##### Text extract

Monday, September 12, 2011

PC Leadership Candidate Profile - Gary Mar

Newton's Second Law of Motion defines "momentum" as "mass multiplied by velocity".

That said, Gary Mar had better find the accelerator on his huge campaign bus, because momentum can be a fickle mistress for such a massive campaign.

Mar has been the front-runner for this race since the day after the LAST PC Leadership race. An able cabinet minister, Mar served as an MLA for his north Calgary riding from 1993 to 2007 and as a cabinet minister under Ralph Klein in the portfolios of Environment, Community Development, Education, Health and International/Intergovernmental Relations. Before being first elected at age 31, Mar was a lawyer in his hometown of Calgary, earning the much-coveted "Q.C." designation for his accomplishments in the legal field.

After leaving the political arena in 2007, Mar accepted a posting to Washington as Minister-Counsellor of the Province of Alberta to the United States. In this capacity, Mar was Alberta's point man for any issue that required the attention of U.S. lawmakers in the Capitol. This included issues such as agriculture and energy. Mar was criticized for accepting his MLA transition package while continuing to work for the government in a paid role.

##########

**Problems to work on**
• A. Reproduce the passage of the Gary Mar profile from "Newton's Second Law" up to and including "the legal field.".
• B. Answer these questions using the Gary Mar profile:
(i) During which years did Mar serve as an MLA for his north Calgary riding?
(ii) What posting did Mar accept in Washington after leaving the political arena in 2007?
(iii) What was Mar criticized for?
• C. Write the next part of the Gary Mar profile, starting after its final sentence about the MLA transition package.
The listing that follows has no connection to the Gary Mar profile.

##### Dataset extract

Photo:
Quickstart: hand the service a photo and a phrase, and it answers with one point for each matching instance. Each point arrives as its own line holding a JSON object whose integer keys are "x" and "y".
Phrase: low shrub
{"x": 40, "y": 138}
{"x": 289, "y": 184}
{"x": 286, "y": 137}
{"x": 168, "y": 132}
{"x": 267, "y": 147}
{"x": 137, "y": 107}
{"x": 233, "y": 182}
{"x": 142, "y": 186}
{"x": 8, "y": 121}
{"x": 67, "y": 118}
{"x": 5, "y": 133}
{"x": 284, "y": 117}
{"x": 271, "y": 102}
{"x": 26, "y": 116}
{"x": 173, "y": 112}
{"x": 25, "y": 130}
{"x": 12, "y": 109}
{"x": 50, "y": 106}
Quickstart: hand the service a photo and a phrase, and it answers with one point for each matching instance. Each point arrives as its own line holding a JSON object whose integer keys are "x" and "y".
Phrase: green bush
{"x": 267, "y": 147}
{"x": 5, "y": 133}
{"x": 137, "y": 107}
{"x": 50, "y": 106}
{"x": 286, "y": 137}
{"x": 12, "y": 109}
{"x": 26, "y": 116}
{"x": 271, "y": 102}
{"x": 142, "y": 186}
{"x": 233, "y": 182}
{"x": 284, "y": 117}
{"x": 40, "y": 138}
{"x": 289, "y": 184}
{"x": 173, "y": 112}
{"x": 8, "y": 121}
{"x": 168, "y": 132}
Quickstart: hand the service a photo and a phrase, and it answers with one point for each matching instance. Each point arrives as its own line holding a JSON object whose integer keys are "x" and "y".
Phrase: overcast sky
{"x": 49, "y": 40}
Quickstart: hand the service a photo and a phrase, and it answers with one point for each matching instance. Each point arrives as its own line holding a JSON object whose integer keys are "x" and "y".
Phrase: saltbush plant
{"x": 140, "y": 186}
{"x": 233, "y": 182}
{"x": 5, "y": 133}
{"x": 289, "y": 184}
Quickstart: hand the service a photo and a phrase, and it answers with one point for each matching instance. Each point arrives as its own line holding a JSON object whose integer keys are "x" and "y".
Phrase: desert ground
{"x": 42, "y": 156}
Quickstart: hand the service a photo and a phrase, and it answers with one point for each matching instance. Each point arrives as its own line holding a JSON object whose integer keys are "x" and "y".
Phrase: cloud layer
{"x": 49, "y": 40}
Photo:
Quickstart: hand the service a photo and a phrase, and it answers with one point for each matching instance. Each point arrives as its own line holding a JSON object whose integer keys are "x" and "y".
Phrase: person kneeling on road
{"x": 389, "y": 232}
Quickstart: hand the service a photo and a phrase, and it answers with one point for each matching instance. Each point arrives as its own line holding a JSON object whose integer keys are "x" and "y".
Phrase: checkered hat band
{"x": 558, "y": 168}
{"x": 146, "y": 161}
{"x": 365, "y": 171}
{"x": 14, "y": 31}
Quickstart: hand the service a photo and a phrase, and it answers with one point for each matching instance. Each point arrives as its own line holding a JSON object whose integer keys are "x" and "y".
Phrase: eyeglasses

##########

**Expected outputs**
• A.
Newton's Second Law of Motion defines "momentum" as "mass multiplied by velocity".

That said, Gary Mar had better find the accelerator on his huge campaign bus, because momentum can be a fickle mistress for such a massive campaign.

Mar has been the front-runner for this race since the day after the LAST PC Leadership race. An able cabinet minister, Mar served as an MLA for his north Calgary riding from 1993 to 2007 and as a cabinet minister under Ralph Klein in the portfolios of Environment, Community Development, Education, Health and International/Intergovernmental Relations. Before being first elected at age 31, Mar was a lawyer in his hometown of Calgary, earning the much-coveted "Q.C." designation for his accomplishments in the legal field.

• B.
(i) From 1993 to 2007.
(ii) Minister-Counsellor of the Province of Alberta to the United States.
(iii) Accepting his MLA transition package while continuing to work for the government in a paid role.

• C.
Indeed, despite his accomplishments and (compared to his old boss) squeaky-clean image, controversy has dogged Mar from time to time. In addition to the severance package, which he initially had deferred and then later accepted while working in Washington, Gary also ran into trouble during this leadership race when one of his booths was photographed offering "Free Memberships" to students. After a few tense hours, the story that came from the Mar camp was that a donor had offered to pay for student memberships, rather than the suggestion that, in contravention of the rules, Mar's campaign was purchasing memberships for people. These whiffs of scandal have also served to remind voters of the Kelly Charlebois issue, when Mar's Ministry (Health & Wellness) awarded a non-tendered contract to Charlebois, Gary's former executive assistant, for "advice" that produced no written record or reports. The cost to taxpayers? A paltry $400,000. What's almost half a million between friends?

Despite criticisms old or new, valid or invalid, Mar has raised an absolute boatload of cash with which to run his campaign. Indeed, while some of his opponents drive their private vehicles to forums, Mar has run a General Election-style campaign, even having his massive and VERY visible orange campaign bus drive to the forum in Fort McMurray while Gary himself flew in days earlier. Mar is said to be spending over a quarter of a million dollars in ads over the next week, and there's probably a lot more than that in reserve for the second ballot, if required.  It's not just money that Gary's swimming in, however - it's also endorsements from sitting PC MLA's. At last count, Gary had the public backing of 26 MLA's, including half of the current cabinet. Conventional wisdom is that Gary should, by all accounts, win this race - and it's a good career move to be backing the guy who wins. This can also be seen in the very polished "fresh-out-of-university-polisci" look & feel of Gary's younger supporters, and their handlers. New executive assistants and caucus researchers and campaign managers will be the order of the day when the new leader takes over. It's unfortunate, because there are a lot of MLA's and young people who genuinely buy Gary's message and support him for all the RIGHT reasons - but they're lumped in with the career climbers.

Mar's messaging has been about "Greatness on purpose, rather than by accident", and he has opined that he feels Albertans today are more inclined to follow visionary leadership like Lougheed's in the 70s, rather than Klein's populism of the 90s.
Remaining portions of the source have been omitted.